───── Article ─────
Mike Lima (born May 23, 1985 in Ludlow, Massachusetts) is an American soccer player who currently plays for Western Mass Pioneers in the USL Premier Development League.

Career

College and Amateur
Lima attended Ludlow High School and played college soccer at Franklin Pierce University, winning an NCAA Division II national championship in 2007.
A member of the Massachusetts Olympic Development team in 2002/2003.  A member of the Under 16/17 boys Region One Olympic Development team in 2002/2003. United States Youth National Team Pool selection in 2002/2003.  Nominated All-American/All New England honors. Awarded All-State honors in 2003.  Played two seasons for Elms College in Chicopee, Massachusetts.  Voted Northern Atlantic Conference Honorable Mention team in 2003/2004.  Nominated Player of the Year in 2004/2005.  Northern Atlantic Conference First team All-American 2004/2005.  Northern Atlantic Conference point leader 2004/2005.  Holds four all time records at Elms College; goals per season, goals per game, assist per game/season and career points.  Holds three NCAA division three season records; goals per game, assists per game and overall points in 2004/2005.  Played two seasons for the Franklin Pierce Ravens.  Led Conference in assists in 2007.  Received All-Conference award. Received NCAA All-Region first team selection in 2007.
───── Entries ─────
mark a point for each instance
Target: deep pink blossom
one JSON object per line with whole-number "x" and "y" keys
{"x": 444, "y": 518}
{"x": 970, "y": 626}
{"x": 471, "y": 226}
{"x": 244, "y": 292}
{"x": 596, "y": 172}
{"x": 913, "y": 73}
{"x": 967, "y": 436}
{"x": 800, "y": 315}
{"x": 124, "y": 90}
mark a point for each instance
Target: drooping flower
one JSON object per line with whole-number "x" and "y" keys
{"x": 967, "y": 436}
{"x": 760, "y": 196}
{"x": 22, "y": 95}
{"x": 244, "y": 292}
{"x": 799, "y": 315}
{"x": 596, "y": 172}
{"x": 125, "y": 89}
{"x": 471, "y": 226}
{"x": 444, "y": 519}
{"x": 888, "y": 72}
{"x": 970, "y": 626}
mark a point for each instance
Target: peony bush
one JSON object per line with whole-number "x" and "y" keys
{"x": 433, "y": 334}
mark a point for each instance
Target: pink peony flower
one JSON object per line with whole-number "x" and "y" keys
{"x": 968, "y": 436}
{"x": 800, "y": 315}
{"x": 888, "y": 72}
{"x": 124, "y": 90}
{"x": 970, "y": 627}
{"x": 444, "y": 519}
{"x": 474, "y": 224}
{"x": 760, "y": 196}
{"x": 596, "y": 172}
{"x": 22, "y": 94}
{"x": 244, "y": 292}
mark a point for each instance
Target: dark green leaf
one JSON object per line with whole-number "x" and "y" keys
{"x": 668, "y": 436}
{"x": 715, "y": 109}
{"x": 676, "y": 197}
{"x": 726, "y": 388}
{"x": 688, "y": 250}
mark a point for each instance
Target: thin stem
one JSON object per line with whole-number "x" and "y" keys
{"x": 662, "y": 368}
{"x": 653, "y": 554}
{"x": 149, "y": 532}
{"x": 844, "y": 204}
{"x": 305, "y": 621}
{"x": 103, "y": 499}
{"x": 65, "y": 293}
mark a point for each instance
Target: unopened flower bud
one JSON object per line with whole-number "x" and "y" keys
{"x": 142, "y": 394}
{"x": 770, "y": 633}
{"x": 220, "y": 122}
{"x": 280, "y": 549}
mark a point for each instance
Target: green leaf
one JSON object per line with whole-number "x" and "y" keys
─────
Job: In the article on Mike Lima, at which university did he win an NCAA Division II national championship, and in what year?

Expected answer: Franklin Pierce University, in 2007.